:: Task prompt ::
Repeat the lines beginning at the one with "In this exercise you will mark every instance of the sun" and running to the end of the material, keeping the first and last of them, exactly as they appear.

'''

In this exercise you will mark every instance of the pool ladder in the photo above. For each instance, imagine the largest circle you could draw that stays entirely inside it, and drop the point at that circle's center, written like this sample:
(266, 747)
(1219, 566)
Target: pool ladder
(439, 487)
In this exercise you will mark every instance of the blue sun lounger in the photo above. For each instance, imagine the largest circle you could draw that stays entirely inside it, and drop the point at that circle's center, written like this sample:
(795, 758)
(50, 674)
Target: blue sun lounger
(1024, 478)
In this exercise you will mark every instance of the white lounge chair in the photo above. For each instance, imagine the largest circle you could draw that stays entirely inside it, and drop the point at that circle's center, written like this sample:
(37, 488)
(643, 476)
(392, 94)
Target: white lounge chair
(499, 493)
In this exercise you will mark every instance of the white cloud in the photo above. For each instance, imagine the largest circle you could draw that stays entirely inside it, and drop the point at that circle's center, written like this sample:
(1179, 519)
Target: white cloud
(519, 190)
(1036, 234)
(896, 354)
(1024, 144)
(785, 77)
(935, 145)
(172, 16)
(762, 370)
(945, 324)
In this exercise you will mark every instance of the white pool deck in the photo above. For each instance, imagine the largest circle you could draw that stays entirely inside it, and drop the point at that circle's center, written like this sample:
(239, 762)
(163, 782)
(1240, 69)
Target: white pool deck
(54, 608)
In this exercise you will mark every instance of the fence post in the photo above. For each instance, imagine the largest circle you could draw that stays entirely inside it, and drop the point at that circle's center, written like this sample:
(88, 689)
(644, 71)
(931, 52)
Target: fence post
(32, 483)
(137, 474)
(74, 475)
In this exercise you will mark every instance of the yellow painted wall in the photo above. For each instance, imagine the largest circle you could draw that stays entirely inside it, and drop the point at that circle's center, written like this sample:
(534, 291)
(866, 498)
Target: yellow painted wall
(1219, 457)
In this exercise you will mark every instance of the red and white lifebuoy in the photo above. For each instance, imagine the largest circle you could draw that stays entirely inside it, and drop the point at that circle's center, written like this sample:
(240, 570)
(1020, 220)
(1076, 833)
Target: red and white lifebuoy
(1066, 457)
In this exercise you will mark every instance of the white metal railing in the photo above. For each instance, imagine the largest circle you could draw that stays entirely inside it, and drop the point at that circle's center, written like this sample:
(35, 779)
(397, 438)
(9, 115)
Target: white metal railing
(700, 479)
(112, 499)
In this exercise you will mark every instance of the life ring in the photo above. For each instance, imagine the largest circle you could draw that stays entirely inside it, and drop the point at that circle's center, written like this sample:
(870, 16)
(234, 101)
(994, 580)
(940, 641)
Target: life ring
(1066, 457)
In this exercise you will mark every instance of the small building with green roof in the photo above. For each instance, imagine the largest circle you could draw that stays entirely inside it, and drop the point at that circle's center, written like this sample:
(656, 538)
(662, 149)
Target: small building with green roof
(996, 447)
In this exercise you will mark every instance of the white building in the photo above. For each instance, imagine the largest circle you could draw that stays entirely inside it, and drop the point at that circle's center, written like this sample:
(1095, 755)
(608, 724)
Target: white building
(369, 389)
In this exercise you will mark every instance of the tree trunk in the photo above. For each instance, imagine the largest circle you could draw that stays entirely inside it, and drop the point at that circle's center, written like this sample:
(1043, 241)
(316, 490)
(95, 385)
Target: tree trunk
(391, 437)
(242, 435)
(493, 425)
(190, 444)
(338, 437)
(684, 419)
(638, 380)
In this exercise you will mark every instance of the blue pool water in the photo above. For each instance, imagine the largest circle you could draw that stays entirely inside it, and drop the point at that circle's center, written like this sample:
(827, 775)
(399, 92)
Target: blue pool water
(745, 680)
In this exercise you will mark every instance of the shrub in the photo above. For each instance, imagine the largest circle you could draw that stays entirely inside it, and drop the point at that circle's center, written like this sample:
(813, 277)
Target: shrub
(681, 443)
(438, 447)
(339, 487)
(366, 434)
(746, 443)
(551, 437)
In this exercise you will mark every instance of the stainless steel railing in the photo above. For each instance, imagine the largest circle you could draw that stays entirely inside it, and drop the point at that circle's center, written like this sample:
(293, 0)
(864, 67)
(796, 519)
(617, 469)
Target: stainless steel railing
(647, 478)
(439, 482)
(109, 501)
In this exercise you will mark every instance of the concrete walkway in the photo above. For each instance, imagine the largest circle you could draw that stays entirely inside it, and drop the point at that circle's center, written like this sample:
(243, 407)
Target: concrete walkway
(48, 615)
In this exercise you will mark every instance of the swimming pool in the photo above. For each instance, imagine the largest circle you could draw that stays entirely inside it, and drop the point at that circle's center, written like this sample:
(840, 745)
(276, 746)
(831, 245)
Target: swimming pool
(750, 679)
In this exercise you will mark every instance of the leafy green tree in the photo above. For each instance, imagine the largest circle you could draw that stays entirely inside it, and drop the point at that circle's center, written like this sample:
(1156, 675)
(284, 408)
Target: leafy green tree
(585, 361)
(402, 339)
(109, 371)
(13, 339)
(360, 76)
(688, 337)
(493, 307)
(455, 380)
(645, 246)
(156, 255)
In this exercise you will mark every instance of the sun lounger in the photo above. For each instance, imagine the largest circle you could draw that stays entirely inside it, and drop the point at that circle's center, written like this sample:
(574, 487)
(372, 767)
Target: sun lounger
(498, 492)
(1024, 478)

'''

:: Correct answer ::
In this exercise you will mark every instance of the sun lounger in the photo above. For each instance, imagine the largest circle you could draw that stays entirely inside it, and drop the point at that circle's center, written like this sample:
(574, 487)
(372, 767)
Target: sun lounger
(498, 492)
(1024, 478)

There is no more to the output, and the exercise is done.